### Given records

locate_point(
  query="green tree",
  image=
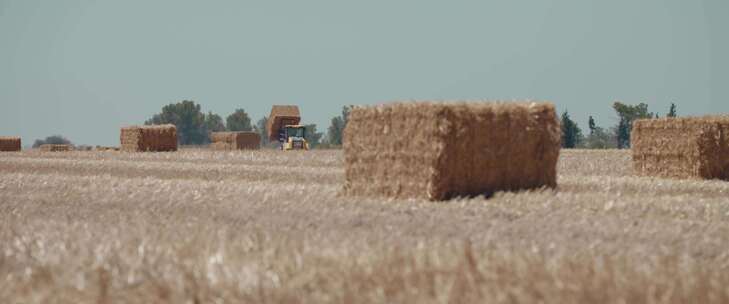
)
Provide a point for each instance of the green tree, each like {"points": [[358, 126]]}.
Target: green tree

### Task brief
Output the lines above word for word, leaving out the picture.

### Result of the task
locate_point(
  query="green tree",
  image=
)
Provide a point for each instance of the green tree, each like {"points": [[358, 126]]}.
Target: green tree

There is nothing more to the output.